*** Records provided ***

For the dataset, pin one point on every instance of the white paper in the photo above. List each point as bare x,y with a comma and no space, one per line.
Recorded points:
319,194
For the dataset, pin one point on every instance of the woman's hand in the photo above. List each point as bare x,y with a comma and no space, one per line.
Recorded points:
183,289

***

▶ **Exercise prompt**: Copy the rows above word for word, from the first line to the last.

▶ **Finished exercise**:
For the dataset, pin one point on every instance of the white paper in the photo above. List each point as bare x,y with a comma and no space, one per line.
Recorded points:
319,194
For the dataset, pin one point on every instance of the woman's hand in the photo above. List each point as bare x,y with a comma and no space, one per line.
Recorded points:
183,289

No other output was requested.